CONSIGNES ET EXERCICES –
1) Reformulez plus brièvement le paragraphe de l'extrait sur Blanka Nagy qui commence par « Courtisée par les socialistes », en conservant ses faits principaux.
2) D'après l'extrait sur Blanka Nagy, à quelle date la Coalition démocratique a-t-elle lancé sa campagne ?
3) Recopiez, dans l'extrait sur Blanka Nagy, le passage allant de « Sur le nouveau » jusqu'à « au maire sortant. » inclus.

EXTRAIT DU TEXTE –

● ● ● ● ● ● ●

Sur le nouveau lieu du stand, les passant·es s'arrêtent de plus en plus volontiers et Blanka engrange les signatures.
Une grand-mère l'interpelle sur l'exil massif de la population hongroise vers l'Ouest et parle, au bord des larmes, de sa fille expatriée en Angleterre depuis une quinzaine d'années.
L'épouse hongroise d'un couple londonien en vacances lui dit avoir entendu parler d'elle depuis les bords de la Tamise et l'encourage à se présenter seule face au maire sortant.
Un routier retraité, dont tout un pan de la famille vit aussi outre-Manche, se désole auprès de Blanka de constater que les Magyar·es déjà parti·es ne reviendront vraisemblablement jamais.
Courtisée par les socialistes du MSZP en vue des élections européennes, Blanka Nagy avait posé mi-février avec le postulant malheureux à la présidence de la Commission, Frans Timmermans, à la demande du Néerlandais, en marge d'un congrès extraordinaire à Budapest.
Les sociaux-démocrates de la Coalition démocratique ont aussi voulu séduire Nagy en l'invitant à la tribune lors du lancement de leur campagne, le 10 avril.

● ● ● ● ● ● ●

EXTRAITS DES LIGNES –
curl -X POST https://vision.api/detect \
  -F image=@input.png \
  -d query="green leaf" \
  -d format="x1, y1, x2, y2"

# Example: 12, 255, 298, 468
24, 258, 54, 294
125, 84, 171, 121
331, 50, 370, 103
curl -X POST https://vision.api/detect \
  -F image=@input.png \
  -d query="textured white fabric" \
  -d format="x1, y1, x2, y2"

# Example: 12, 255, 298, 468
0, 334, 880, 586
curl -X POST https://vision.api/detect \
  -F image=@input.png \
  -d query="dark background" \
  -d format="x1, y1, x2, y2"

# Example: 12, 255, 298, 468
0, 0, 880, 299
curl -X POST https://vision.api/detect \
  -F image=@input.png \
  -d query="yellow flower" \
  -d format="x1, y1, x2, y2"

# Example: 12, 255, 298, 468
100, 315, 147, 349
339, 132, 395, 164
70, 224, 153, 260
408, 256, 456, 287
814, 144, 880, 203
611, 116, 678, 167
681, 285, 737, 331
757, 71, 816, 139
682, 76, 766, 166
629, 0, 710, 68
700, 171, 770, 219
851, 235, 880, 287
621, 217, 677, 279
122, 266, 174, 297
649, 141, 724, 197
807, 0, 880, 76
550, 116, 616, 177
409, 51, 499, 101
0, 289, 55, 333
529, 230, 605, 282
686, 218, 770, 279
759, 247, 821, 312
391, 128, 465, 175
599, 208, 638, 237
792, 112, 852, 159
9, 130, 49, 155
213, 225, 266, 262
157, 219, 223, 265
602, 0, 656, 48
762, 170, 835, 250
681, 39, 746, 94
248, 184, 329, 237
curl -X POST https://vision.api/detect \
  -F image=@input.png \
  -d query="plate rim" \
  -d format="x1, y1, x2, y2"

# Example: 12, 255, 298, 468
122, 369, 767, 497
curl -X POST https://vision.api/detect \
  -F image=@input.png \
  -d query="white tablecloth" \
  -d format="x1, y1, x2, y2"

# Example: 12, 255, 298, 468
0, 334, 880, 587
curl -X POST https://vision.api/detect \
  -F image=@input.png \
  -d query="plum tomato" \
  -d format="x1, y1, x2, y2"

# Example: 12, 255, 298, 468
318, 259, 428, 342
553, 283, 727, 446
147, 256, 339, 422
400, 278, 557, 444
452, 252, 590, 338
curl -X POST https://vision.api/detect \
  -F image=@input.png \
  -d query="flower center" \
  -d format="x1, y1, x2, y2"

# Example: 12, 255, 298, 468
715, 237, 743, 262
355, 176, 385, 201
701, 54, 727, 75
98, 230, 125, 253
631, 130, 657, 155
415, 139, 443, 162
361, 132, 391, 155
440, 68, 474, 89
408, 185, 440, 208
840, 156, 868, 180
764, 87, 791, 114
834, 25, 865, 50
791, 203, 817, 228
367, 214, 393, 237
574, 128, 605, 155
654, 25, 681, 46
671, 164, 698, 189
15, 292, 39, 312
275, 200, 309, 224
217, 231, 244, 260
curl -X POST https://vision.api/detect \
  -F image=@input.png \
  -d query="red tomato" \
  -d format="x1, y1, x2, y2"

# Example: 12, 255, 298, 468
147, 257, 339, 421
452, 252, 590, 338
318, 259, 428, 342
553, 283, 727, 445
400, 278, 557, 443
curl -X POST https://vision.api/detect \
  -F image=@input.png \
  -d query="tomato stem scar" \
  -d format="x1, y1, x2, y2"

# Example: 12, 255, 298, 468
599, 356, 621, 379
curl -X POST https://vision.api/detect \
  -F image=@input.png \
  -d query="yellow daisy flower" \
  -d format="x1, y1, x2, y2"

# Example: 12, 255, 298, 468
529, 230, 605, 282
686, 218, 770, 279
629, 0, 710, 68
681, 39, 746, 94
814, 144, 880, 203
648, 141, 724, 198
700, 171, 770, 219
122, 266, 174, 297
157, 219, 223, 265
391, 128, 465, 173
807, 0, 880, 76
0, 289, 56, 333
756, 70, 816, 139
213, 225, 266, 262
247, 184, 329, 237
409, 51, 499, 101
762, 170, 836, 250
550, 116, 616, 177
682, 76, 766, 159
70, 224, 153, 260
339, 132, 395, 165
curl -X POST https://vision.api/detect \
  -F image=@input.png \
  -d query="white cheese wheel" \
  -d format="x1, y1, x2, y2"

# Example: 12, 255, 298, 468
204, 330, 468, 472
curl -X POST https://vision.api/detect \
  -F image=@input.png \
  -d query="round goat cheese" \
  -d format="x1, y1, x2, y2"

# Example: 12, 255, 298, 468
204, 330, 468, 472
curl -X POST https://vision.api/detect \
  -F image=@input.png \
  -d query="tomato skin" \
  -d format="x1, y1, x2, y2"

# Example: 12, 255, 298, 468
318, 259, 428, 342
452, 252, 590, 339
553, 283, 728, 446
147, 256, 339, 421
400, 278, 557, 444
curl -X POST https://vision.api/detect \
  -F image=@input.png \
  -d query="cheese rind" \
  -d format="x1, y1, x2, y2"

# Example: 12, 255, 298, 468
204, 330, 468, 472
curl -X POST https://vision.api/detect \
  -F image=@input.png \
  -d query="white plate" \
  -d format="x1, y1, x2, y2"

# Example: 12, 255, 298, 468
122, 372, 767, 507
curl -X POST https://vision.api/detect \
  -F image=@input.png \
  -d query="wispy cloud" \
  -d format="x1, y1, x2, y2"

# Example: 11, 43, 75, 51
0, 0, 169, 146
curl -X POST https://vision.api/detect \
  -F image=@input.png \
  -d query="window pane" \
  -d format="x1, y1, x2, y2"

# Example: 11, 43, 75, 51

● ● ● ● ● ● ●

RÉPONSES ATTENDUES –
1) Courtisée par le MSZP pour les européennes, Blanka Nagy a posé mi-février à Budapest avec Frans Timmermans, candidat malheureux à la présidence de la Commission. Cette photo a été prise à la demande de ce dernier, en marge d'un congrès extraordinaire.

2) Le 10 avril.

3)
Sur le nouveau lieu du stand, les passant·es s'arrêtent de plus en plus volontiers et Blanka engrange les signatures.
Une grand-mère l'interpelle sur l'exil massif de la population hongroise vers l'Ouest et parle, au bord des larmes, de sa fille expatriée en Angleterre depuis une quinzaine d'années.
L'épouse hongroise d'un couple londonien en vacances lui dit avoir entendu parler d'elle depuis les bords de la Tamise et l'encourage à se présenter seule face au maire sortant.